Задание A:
Определите по фрагменту о Розанове, соответствуют ли ему утверждения (i), (ii) и (iii). Для каждого ответьте «да» или «нет» и приведите решающие слова фрагмента дословно.
(i) Автор считает разбираемый пассаж эротичным.
(ii) Розанов был искусен в риторических приемах.
(iii) Пассаж медленно переходит от одного сексуального образа к другому.

Фрагмент документа:
= = = = =
Ольга Матич - Эротическая утопия: новое религиозное сознание и fin de siècle в России
Что делает Розанова одним из центральных персонажей модернистского дискурса — это одновременное задействование и кажущаяся совместимость множества риторических приемов, в которых он был столь искусен. Что же касается более специфического вопроса эротического возбуждения, то пассаж, столь примечательный во многих других отношениях, неэротичен, поскольку слишком быстро переходит от одного виртуозного сексуального образа к другому, чтобы вызывать сексуальное возбуждение.
= = = = =
Задание B:
Перепишите в виде JSON-списка строк часть записей, которая начинается со строки, содержащей "Detect white bindweed", и продолжается до конца записей, включая обе границы. Каждая строка записей должна стать отдельной строкой списка, пустые строки опустите.
= = = = =
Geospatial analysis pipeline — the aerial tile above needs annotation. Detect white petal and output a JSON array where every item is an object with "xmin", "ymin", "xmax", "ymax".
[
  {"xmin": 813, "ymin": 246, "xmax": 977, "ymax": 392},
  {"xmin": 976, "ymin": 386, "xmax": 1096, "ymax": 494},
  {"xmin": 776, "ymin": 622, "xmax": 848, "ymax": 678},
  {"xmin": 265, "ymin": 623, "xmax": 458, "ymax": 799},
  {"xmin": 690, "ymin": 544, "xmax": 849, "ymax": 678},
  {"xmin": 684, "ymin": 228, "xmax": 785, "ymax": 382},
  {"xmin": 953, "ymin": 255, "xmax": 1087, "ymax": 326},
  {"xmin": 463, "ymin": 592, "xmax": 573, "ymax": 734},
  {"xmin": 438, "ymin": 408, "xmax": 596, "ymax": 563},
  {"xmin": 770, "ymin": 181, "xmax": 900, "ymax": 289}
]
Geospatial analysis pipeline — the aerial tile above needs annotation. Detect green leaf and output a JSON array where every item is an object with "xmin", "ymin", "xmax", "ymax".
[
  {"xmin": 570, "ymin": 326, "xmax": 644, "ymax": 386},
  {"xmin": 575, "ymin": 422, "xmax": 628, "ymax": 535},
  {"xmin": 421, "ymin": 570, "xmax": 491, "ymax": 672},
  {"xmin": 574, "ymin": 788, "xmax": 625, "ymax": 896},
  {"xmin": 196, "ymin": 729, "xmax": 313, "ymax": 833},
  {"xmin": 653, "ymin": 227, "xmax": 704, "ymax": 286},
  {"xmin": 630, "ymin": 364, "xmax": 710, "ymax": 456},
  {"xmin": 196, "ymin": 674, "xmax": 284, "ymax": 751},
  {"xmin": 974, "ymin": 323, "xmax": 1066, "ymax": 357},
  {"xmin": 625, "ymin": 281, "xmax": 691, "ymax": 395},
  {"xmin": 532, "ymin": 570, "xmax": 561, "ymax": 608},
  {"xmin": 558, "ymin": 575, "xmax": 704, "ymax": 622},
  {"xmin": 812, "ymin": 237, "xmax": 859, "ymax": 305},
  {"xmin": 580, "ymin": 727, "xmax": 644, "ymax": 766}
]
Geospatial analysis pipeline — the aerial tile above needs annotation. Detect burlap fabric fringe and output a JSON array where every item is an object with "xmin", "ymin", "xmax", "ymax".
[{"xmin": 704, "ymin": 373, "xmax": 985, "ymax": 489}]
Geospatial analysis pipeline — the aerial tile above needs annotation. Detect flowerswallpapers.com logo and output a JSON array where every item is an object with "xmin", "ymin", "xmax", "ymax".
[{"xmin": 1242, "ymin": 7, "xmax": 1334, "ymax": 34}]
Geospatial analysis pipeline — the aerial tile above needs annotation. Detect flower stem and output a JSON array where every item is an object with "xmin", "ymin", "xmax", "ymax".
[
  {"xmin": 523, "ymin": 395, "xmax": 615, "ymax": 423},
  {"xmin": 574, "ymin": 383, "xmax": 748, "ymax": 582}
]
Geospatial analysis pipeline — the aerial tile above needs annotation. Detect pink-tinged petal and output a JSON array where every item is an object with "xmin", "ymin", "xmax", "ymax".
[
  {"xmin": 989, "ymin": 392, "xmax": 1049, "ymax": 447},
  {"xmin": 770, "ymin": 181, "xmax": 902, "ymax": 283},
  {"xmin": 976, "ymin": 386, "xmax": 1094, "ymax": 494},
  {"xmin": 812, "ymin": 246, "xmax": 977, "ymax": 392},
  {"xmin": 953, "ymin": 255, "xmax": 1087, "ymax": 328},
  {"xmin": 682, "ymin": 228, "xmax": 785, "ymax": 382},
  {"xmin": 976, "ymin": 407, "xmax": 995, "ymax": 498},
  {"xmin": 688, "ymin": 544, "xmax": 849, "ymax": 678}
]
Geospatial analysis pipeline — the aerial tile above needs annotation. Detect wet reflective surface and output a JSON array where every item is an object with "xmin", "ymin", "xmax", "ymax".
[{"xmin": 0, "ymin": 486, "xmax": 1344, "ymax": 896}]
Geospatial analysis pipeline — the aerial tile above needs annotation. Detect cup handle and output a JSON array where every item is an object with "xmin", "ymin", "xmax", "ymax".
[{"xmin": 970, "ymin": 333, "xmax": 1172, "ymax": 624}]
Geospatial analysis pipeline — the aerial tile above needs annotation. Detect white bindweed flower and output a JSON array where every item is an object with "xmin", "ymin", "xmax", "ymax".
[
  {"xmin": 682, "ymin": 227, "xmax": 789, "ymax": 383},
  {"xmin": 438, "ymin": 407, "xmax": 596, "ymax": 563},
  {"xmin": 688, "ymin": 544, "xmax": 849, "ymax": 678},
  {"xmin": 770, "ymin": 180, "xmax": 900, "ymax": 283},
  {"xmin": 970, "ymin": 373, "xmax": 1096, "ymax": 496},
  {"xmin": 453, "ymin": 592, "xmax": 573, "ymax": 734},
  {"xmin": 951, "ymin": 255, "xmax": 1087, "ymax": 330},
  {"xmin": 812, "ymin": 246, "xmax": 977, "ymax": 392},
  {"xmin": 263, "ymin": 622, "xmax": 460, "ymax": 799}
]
= = = = =
Готовый ответ A:
(i) Нет: «неэротичен».
(ii) Да: «множества риторических приемов, в которых он был столь искусен».
(iii) Нет: «слишком быстро переходит от одного виртуозного сексуального образа к другому».

Готовый ответ B:
[
  "Geospatial analysis pipeline — the aerial tile above needs annotation. Detect white bindweed flower and output a JSON array where every item is an object with \"xmin\", \"ymin\", \"xmax\", \"ymax\".",
  "[",
  "  {\"xmin\": 682, \"ymin\": 227, \"xmax\": 789, \"ymax\": 383},",
  "  {\"xmin\": 438, \"ymin\": 407, \"xmax\": 596, \"ymax\": 563},",
  "  {\"xmin\": 688, \"ymin\": 544, \"xmax\": 849, \"ymax\": 678},",
  "  {\"xmin\": 770, \"ymin\": 180, \"xmax\": 900, \"ymax\": 283},",
  "  {\"xmin\": 970, \"ymin\": 373, \"xmax\": 1096, \"ymax\": 496},",
  "  {\"xmin\": 453, \"ymin\": 592, \"xmax\": 573, \"ymax\": 734},",
  "  {\"xmin\": 951, \"ymin\": 255, \"xmax\": 1087, \"ymax\": 330},",
  "  {\"xmin\": 812, \"ymin\": 246, \"xmax\": 977, \"ymax\": 392},",
  "  {\"xmin\": 263, \"ymin\": 622, \"xmax\": 460, \"ymax\": 799}",
  "]"
]